Start of Document extract

= Nils Heribert-Nilsson =

Swedish botanist and geneticist

Nils Heribert-Nilsson (26 May 1883 in Skivarp, Scania – 3 August 1955) was a Swedish botanist and geneticist.

Heribert-Nilsson received his Ph.D. at Lund University in 1915 with the thesis Die Spaltungserscheinungen der Oenothera lamarckiana. From 1934 to 1948 he was professor of botany, in particular systematics, morphology and plant geography, at Lund University.

Heribert-Nilsson was active in plant breeding. His most important research concerned Salix and its taxonomy, which is complicated by frequent hybridization. Among his research on Salix was hybridization studies on Salix viminalis and Salix caprea.

In 1943 he was elected a member of the Royal Swedish Academy of Sciences.

End of Document extract
Start of Stored data

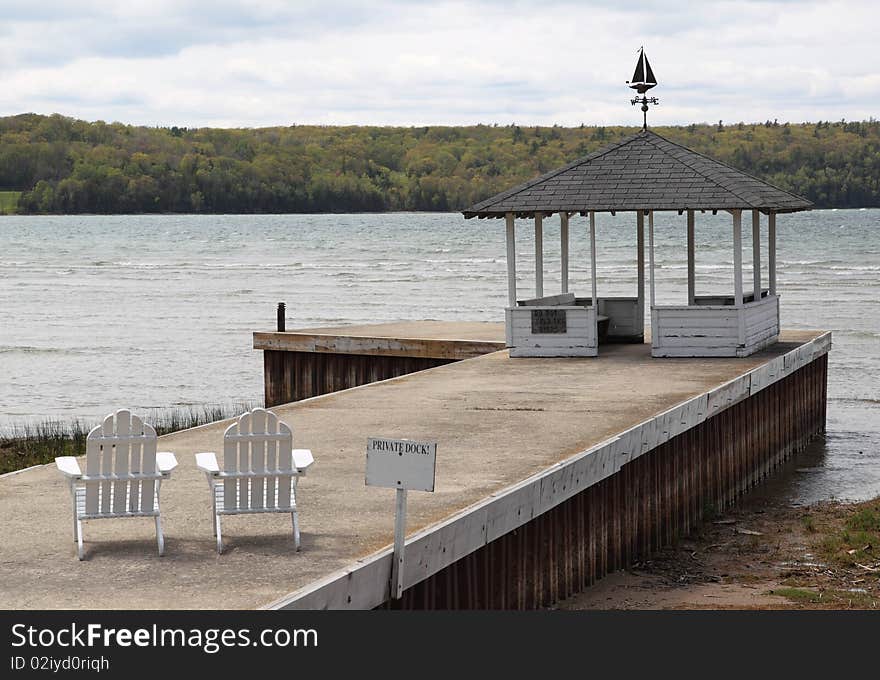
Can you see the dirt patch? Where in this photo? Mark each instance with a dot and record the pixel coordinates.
(758, 556)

End of Stored data

▸ **Your instructions**:
Copy the article on Nils Heribert-Nilsson from "Heribert-Nilsson received his" to "Academy of Sciences.", changing "hybridization" to "crossbreeding" everywhere it occurs.

▸ **Result of the exercise**:
Heribert-Nilsson received his Ph.D. at Lund University in 1915 with the thesis Die Spaltungserscheinungen der Oenothera lamarckiana. From 1934 to 1948 he was professor of botany, in particular systematics, morphology and plant geography, at Lund University.

Heribert-Nilsson was active in plant breeding. His most important research concerned Salix and its taxonomy, which is complicated by frequent crossbreeding. Among his research on Salix was crossbreeding studies on Salix viminalis and Salix caprea.

In 1943 he was elected a member of the Royal Swedish Academy of Sciences.